[[ Excerpted passage, beginning ]]
Other factors that increase the risk of developing this sleeping disorder include:
- a family history of sleep apnea
- high blood pressure
- age over 40
- a large neck size (17 inches or greater in men and 16 inches or greater in women)
- gastroesophageal reflux disease (GERD)
- nasal obstruction
What causes sleep apnea?
Obstructive sleep apnea occurs when the muscles in the back of your throat relax more than normal, obstructing the path of air to go down the air passage. This obstructed breathing leads to a buildup of carbon dioxide in the body and a reduction in blood oxygen levels. This impaired breathing causes sleep disturbances by waking you up to let the air passage become normal again. Central sleep apnea can occur due to some causes that disturb the brainstem functions. It can occur due to a congestive heart failure or stroke, severe obesity, consumption of certain drugs, or when you are exposed to high altitudes, making your breathing irregular. A complex sleep apnea occurs when a person develops a combination of the obstructive and central sleep apnea.
[[ Excerpted passage, end ]]
[[ Information provided, beginning ]]
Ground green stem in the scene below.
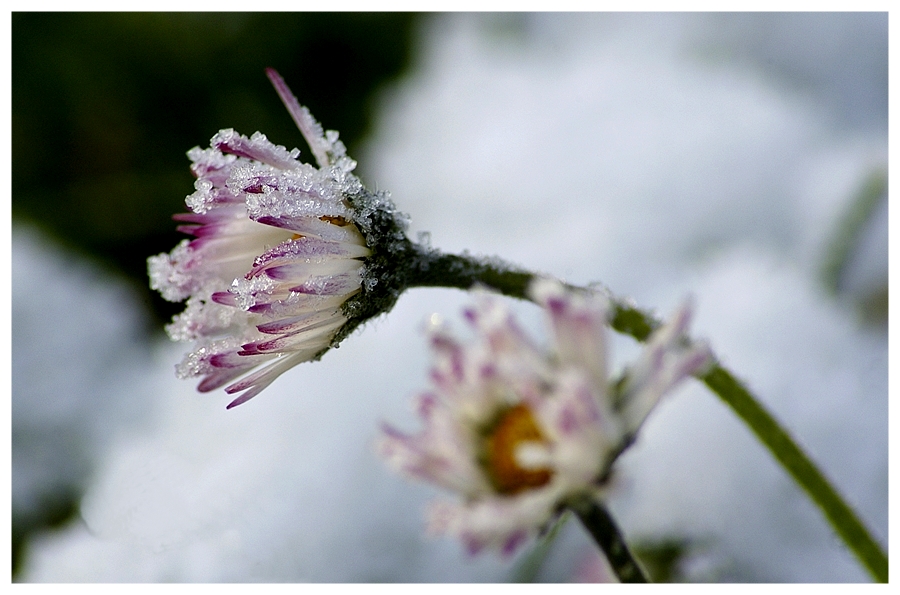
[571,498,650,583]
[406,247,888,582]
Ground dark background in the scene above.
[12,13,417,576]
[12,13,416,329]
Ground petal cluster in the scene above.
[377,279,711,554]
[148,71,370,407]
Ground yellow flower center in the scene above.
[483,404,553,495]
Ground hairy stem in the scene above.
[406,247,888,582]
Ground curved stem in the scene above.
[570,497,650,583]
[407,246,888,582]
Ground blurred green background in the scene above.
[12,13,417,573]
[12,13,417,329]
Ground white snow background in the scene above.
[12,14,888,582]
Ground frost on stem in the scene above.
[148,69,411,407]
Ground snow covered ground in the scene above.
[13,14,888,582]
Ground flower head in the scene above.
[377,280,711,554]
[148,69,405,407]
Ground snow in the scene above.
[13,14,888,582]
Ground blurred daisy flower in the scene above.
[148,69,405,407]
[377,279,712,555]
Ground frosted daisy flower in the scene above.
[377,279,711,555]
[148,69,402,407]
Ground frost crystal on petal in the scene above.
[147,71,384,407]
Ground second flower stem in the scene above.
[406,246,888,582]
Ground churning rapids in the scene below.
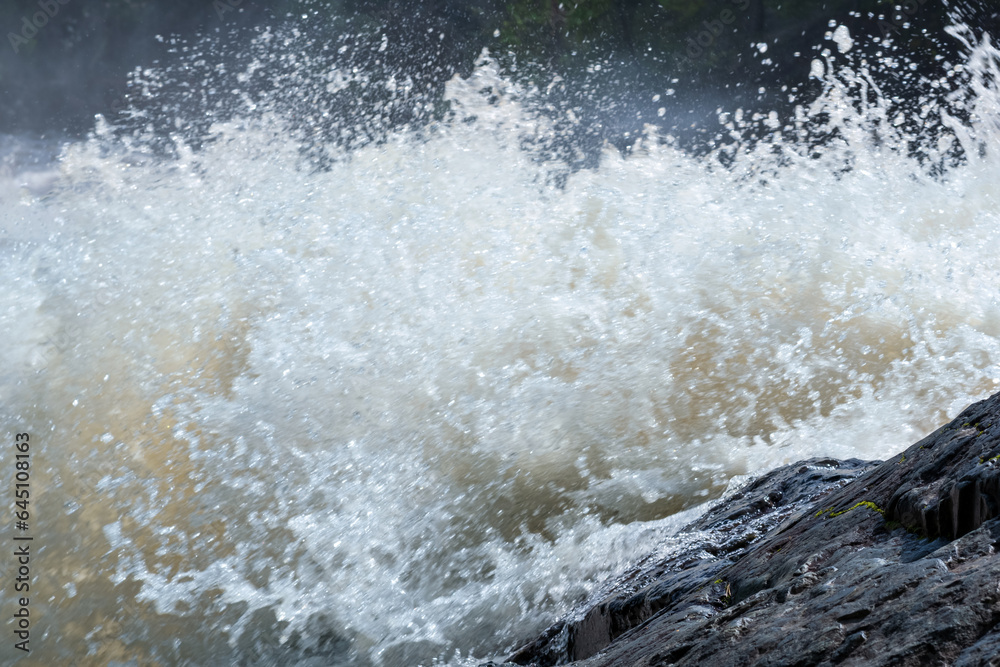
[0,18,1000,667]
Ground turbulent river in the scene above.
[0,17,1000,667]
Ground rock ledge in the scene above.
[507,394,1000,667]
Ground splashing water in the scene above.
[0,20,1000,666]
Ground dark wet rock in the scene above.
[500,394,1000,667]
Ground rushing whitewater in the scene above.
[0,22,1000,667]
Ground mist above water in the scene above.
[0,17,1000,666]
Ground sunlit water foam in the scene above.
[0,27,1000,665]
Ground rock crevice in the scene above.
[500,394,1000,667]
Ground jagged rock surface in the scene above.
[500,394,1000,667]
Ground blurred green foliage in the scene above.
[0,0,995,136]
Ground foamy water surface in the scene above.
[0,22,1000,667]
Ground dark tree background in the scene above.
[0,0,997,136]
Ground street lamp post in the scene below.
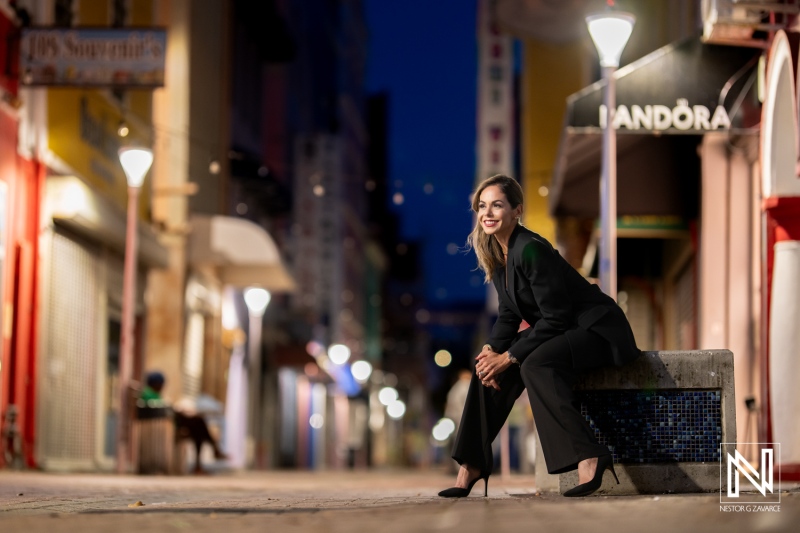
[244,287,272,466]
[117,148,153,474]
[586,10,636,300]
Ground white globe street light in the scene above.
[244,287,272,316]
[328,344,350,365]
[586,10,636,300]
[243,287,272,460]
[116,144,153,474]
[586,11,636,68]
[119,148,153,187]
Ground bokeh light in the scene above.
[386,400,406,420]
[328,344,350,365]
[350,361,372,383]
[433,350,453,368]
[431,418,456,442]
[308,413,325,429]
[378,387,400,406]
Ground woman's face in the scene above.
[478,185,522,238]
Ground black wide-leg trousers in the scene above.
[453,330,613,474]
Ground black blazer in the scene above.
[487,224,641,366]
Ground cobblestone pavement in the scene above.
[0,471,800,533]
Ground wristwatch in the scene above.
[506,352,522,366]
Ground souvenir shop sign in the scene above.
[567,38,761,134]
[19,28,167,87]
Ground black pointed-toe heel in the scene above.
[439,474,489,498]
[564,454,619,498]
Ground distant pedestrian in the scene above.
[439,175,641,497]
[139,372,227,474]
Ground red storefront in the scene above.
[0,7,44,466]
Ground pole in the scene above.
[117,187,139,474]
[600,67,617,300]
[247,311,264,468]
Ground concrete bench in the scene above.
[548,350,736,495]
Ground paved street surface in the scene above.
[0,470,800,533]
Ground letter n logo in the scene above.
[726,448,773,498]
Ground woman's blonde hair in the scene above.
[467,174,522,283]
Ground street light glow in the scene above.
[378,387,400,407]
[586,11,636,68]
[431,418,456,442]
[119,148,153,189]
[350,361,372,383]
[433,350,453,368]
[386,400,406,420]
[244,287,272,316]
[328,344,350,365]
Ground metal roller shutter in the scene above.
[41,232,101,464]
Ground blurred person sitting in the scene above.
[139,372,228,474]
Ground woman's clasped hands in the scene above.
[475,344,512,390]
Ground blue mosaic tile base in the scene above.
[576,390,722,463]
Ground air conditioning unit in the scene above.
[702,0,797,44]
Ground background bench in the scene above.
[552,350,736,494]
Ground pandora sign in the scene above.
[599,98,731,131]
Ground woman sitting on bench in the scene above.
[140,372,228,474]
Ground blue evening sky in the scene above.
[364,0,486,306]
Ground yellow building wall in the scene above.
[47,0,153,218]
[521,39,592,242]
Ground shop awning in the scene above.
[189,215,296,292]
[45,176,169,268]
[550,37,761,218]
[[ Information provided, end ]]
Problem 1: In the sleep apnea passage, what neck size counts as a risk factor for women?
Problem 2: Continue the sleep apnea passage from where it stops.

Expected answer 1: A neck size of 16 inches or greater.

Expected answer 2:
Sleep Apnea Symptoms
The most common symptom of sleep apnea is snoring. However, it does not necessarily mean that when people snore, they already have the sleeping disorder. When snoring is followed by breathing pauses and gasping sounds, it can be a sign of sleep apnea. Below is a list of the symptoms that may be helpful in diagnosing the disorder:
- loud snoring (mostly in obstructive sleep apnea)
- pauses in breathing
- morning headaches
- excessive sleepiness at daytime or fatigue
- mood changes and decreased sexual desire
- lack of focus
- abrupt awakening followed by a shortness of the breath (indicating CSA)
Sleep Apnea Treatment
Your doctor will go through your symptoms, which often involve overnight monitoring to check for breathing patterns and other body functions while you are sleeping. Nocturnal polysomnography is a test for the diagnosis of sleep apnea, where the doctor monitors a person's heart, lung, brain activities, blood oxygen levels, breathing patterns, as well as arm and leg movements.
Your doctor may also provide you with simple tests, which you can bring home to diagnose the problem. These tests usually involve measuring your heart rate, blood oxygen level, and breathing patterns. In case any abnormality is seen in the results, your doctor shall carry on with the treatment process.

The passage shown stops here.